[TEXT BLOCK]
********
Postby ToddFiske on Thu Aug 22, 2013 7:09 pm

You need to look at an ASCII chart, and learn a little bit more about hexadecimal and other numbering systems. You might also do well to find a binary editor or file viewer to look at your files with.

2D is the hex representation of the ASCII value for a hyphen, 45 in decimal.

I have seen the code in Sublime referred to as binary, but it clearly isn't binary. It looks like hex, but then there are no "0x" characters in there.


"Binary" is often used in a general way to mean anything that isn't text. However everything on a computer is represented in binary at some point, even text. Everything is represented in memory as 0 and 1 (or -5 and +5 volts). Hex is commonly used to show binary data since it would be extremely cumbersome to actually show everything in base 2 (eg, 2D vs 00101101).

The leading 0x characters are only necessary when writing hexadecimal values in a programming language or other places to distinguish them from text or numbers in other bases. 0x2D and 2d mean the same thing in this case. The "binary" view of a file in SublimeText shows the contents as hexadecimal words (16-bit values). Adding all of the "0x" characters would just be noise so this is left off in these types of displays.
********
[SET EXERCISE 1] In the records, switch "instance" to "object" in the stretch from the line containing "Category: shirt collar" through the line containing "pixel 41 275", and give back only those lines, otherwise unchanged.

Extracted records
********
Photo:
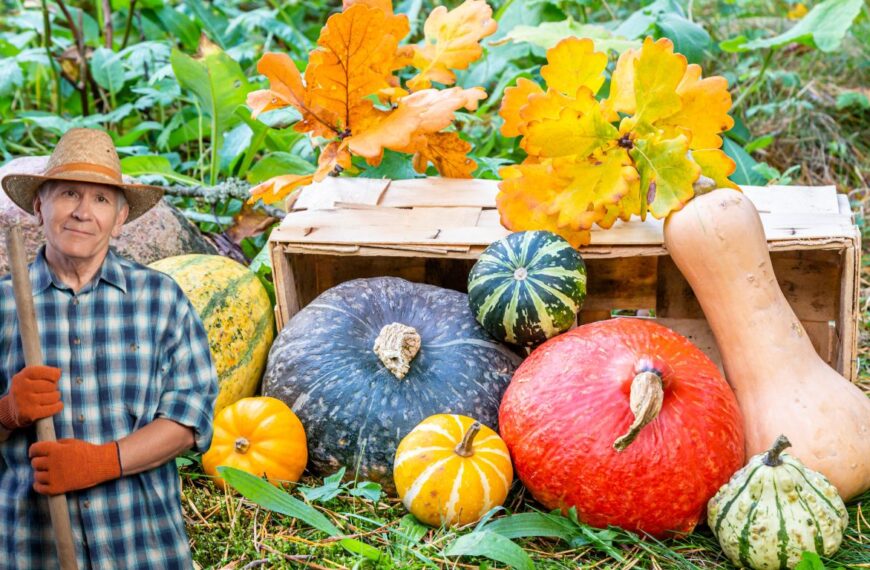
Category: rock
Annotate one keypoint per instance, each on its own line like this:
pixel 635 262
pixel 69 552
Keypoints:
pixel 161 232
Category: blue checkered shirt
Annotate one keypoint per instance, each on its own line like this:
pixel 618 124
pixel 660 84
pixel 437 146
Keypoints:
pixel 131 348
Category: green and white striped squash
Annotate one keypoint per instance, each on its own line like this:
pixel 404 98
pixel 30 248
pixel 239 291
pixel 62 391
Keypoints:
pixel 774 509
pixel 527 287
pixel 236 313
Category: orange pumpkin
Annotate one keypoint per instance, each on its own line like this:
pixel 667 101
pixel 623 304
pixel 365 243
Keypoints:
pixel 451 470
pixel 261 436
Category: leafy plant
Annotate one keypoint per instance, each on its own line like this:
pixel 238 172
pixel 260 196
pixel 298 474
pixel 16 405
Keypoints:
pixel 351 97
pixel 639 150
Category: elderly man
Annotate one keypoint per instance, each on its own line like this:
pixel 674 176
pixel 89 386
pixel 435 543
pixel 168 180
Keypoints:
pixel 129 381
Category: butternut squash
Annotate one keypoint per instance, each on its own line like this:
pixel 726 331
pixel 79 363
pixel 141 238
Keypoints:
pixel 781 384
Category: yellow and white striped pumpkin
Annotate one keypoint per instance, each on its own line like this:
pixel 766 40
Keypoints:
pixel 450 470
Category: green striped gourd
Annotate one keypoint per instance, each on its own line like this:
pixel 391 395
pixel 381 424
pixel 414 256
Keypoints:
pixel 237 314
pixel 774 509
pixel 527 287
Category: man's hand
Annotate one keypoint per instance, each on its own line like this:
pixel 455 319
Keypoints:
pixel 72 464
pixel 32 395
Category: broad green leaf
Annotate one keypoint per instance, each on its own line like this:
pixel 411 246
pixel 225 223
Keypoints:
pixel 689 38
pixel 153 165
pixel 493 546
pixel 267 495
pixel 215 78
pixel 411 531
pixel 745 164
pixel 279 163
pixel 11 77
pixel 823 27
pixel 548 34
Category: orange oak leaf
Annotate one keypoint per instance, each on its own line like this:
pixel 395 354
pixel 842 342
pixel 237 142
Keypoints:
pixel 513 100
pixel 355 58
pixel 451 41
pixel 277 188
pixel 425 111
pixel 447 153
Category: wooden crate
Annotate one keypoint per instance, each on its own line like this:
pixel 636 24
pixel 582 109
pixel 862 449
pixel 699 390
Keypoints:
pixel 432 230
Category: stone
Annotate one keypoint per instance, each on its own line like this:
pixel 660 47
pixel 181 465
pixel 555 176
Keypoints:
pixel 161 232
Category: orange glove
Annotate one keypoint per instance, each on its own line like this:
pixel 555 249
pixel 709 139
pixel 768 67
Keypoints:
pixel 33 395
pixel 72 464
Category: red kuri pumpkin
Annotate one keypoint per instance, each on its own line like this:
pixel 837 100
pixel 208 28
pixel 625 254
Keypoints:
pixel 585 393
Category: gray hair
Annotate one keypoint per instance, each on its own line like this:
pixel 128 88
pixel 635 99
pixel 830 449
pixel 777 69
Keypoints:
pixel 49 186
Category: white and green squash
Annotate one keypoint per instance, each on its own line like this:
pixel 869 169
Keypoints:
pixel 774 509
pixel 527 287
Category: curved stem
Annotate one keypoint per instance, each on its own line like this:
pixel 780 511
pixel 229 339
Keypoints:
pixel 647 395
pixel 396 346
pixel 772 457
pixel 465 447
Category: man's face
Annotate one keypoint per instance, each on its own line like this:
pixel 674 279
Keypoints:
pixel 79 218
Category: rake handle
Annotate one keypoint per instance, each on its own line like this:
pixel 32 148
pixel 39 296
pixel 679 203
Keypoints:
pixel 60 521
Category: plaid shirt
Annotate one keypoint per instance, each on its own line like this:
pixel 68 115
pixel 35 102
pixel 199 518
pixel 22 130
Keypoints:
pixel 131 348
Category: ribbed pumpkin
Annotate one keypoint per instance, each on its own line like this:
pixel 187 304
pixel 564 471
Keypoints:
pixel 452 470
pixel 625 420
pixel 369 359
pixel 261 436
pixel 527 287
pixel 774 509
pixel 237 314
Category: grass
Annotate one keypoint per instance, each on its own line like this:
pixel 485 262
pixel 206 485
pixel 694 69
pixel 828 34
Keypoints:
pixel 228 531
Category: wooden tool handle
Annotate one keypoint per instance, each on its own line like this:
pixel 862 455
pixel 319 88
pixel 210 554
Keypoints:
pixel 60 521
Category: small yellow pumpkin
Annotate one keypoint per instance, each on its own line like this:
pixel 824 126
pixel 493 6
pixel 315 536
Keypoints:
pixel 451 470
pixel 260 435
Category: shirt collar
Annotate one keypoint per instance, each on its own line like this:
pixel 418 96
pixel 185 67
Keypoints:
pixel 41 275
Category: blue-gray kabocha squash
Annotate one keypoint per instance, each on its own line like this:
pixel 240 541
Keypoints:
pixel 527 287
pixel 774 509
pixel 368 360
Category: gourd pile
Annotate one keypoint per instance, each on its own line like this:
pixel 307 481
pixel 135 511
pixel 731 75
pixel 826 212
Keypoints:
pixel 441 397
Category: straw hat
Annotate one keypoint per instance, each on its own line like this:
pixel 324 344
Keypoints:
pixel 82 155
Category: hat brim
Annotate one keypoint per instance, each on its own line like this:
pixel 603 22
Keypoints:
pixel 22 189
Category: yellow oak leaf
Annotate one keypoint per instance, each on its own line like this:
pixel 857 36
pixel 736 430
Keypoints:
pixel 451 41
pixel 574 63
pixel 657 73
pixel 595 183
pixel 277 188
pixel 704 109
pixel 514 99
pixel 572 133
pixel 425 111
pixel 717 165
pixel 525 194
pixel 355 58
pixel 666 174
pixel 447 153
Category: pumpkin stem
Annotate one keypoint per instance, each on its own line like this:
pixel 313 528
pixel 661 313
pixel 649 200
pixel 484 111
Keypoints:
********
[SET EXERCISE 2] Which written forms of the ASCII value for a hyphen appear in the forum post?

[SOLUTION 1]
Category: shirt collar
Annotate one keypoint per object, each on its own line like this:
pixel 418 96
pixel 185 67
Keypoints:
pixel 41 275

[SOLUTION 2]
2D
45
00101101
0x2D
2d